» Texte fourni
-------------------------
Franck de Bona, le comptoir du quartier des Abbesses

  • Temps de lecture : 4 min

Depuis 1982, le Saint-Jean, brasserie emblématique du quartier des Abbesses (Paris 18e), est aux mains de la famille de Bona. Franck, aujourd’hui âgé de 49 ans, a repris le flambeau en 1997. Il prépare actuellement la rénovation de cet établissement, planifiée en 2025, tout en échafaudant de nombreux projets.

Franck de Bona
Franck de Bona. Crédit DR.

Tous les spécialistes de l’immobilier des fonds de commerce conviendront que le Saint-Jean (Paris 18e) dispose d’un emplacement de premier choix. Implantée à la sortie du métro Abbesses, qui déverse des cohortes de touristes venus découvrir Montmartre, la brasserie se situe à équidistance de la rue Lepic et de celle des Martyrs. Même les paroissiens de l’église voisine Saint-Jean ne dédaignent pas faire une halte dans ce bistrot, après avoir écouté le sermon du père Olivier Ségui.

Depuis 42 ans, la famille de Bona veille avec soin sur cet établissement de taille modeste (50 places assises), mais qui peut tripler sa capacité avec sa terrasse. Il y a une quinzaine d’années, Franck de Bona a même fait l’acquisition d’Au Petit Montmartre (Paris 18e), un bar, quasi saisonnier, qui fonctionne avec sa seule terrasse, positionnée sur la place des Abbesses.

Un destin tout tracé

C’est Robert, le père de Franck qui a racheté Le Saint-Jean en 1982. Le destin de cet Aveyronnais est hors du commun. En 1940, dès sa naissance, ses parents qui travaillent à Paris le confient à sa tante, habitante de Saint-Côme-d’Olt (Aveyron). Ils ne viendront jamais le rechercher. Par ailleurs, après son enfance aveyronnaise, Robert monte à Paris chez un autre oncle, qui exploite le Cyrano, place Blanche (Paris 9e). Âgé de 13 ans, il débute comme plongeur avant d’emprunter l’ascenseur social de la restauration. Il s’associe en 1972 à son oncle, en rachetant la moitié des parts du Cyrano.

Sept ans plus tard, les deux hommes cèdent la brasserie, permettant ainsi à Robert de Bona de racheter le Saint-Jean. « La brasserie fonctionnait déjà très correctement, admet Franck de Bona, mais mon père a entraîné à sa suite toute sa clientèle de la place Blanche. L’établissement était bondé en permanence. Trois rangées de clients cohabitaient devant le comptoir. Il flottait un nuage de fumée de 50 centimètres d’épaisseur sous le plafond. »
-------------------------
Lignes d'un jeu de données de pointage
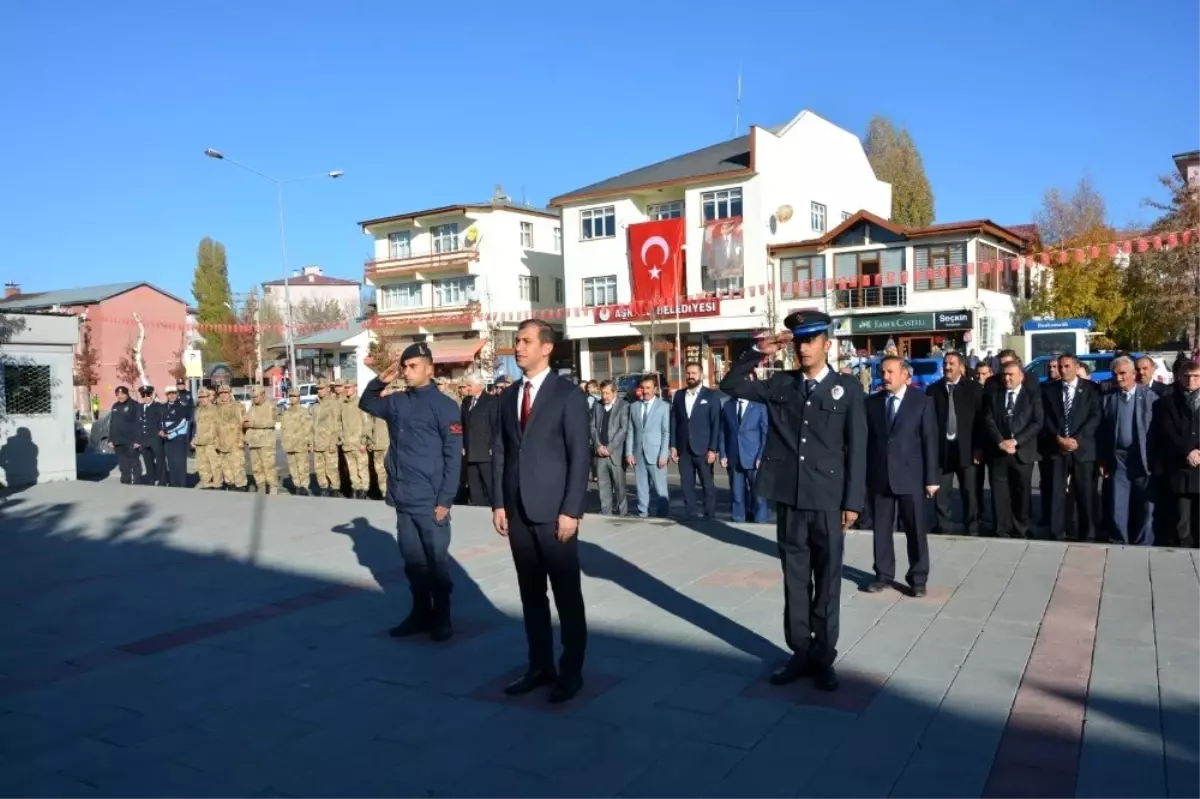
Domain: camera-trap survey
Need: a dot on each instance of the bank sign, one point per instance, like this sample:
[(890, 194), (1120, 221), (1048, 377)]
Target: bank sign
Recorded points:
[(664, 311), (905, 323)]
-------------------------
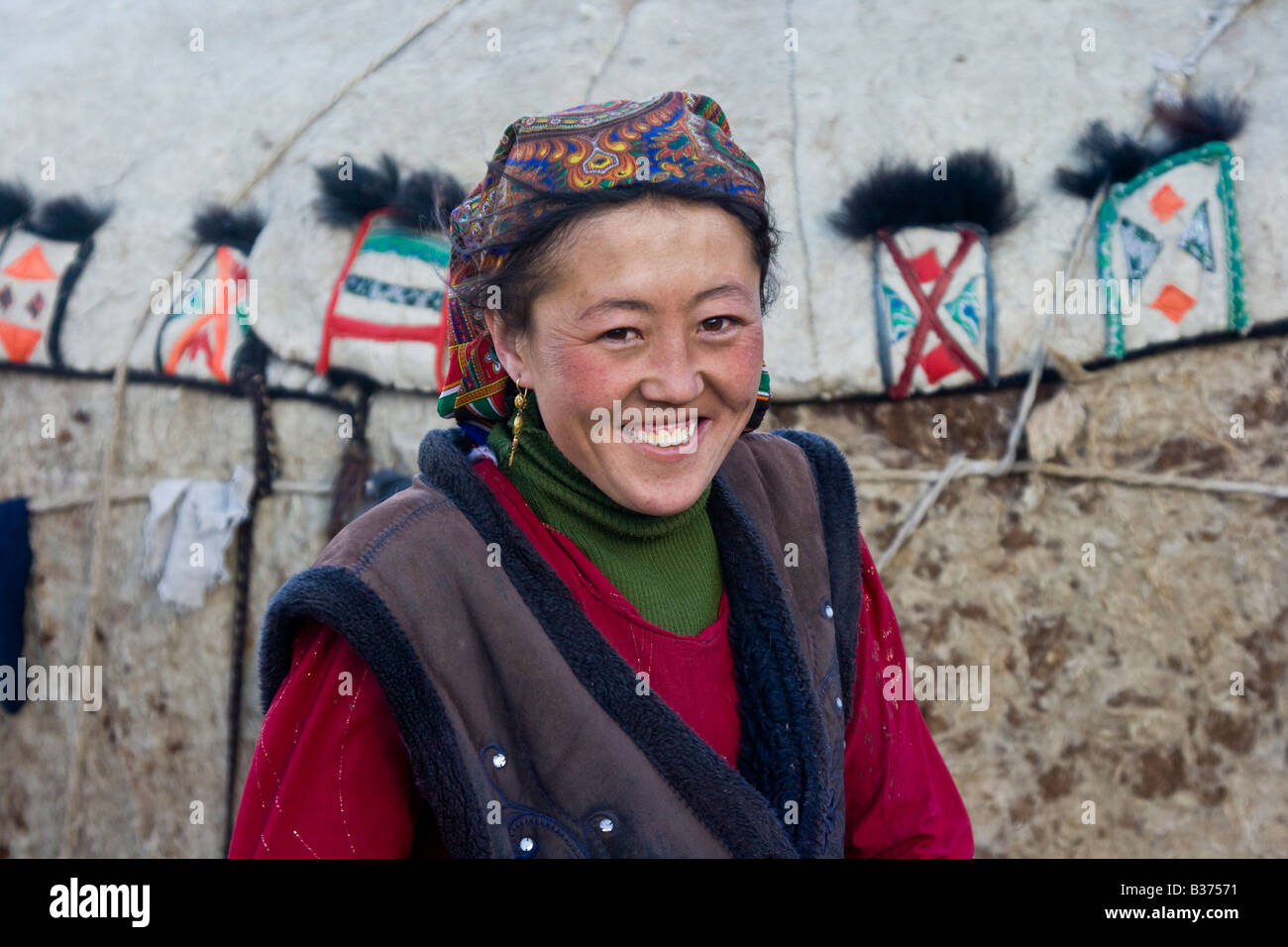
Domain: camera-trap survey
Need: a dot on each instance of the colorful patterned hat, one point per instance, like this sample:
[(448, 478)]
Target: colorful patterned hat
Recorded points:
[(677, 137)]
-------------------------
» Liste des tâches
a – Renvoyez, s'il vous plaît, le passage du texte fourni allant de "Tous les spécialistes" à "père Olivier Ségui.", ces deux bornes comprises.
b – Relevez toutes les années écrites en quatre chiffres dans le texte fourni, chacune une seule fois, dans l'ordre où elles apparaissent pour la première fois.
Les enregistrements ne jouent aucun rôle ici.

» Corrigé
a –
Tous les spécialistes de l’immobilier des fonds de commerce conviendront que le Saint-Jean (Paris 18e) dispose d’un emplacement de premier choix. Implantée à la sortie du métro Abbesses, qui déverse des cohortes de touristes venus découvrir Montmartre, la brasserie se situe à équidistance de la rue Lepic et de celle des Martyrs. Même les paroissiens de l’église voisine Saint-Jean ne dédaignent pas faire une halte dans ce bistrot, après avoir écouté le sermon du père Olivier Ségui.

b – 1982, 1997, 2025, 1940, 1972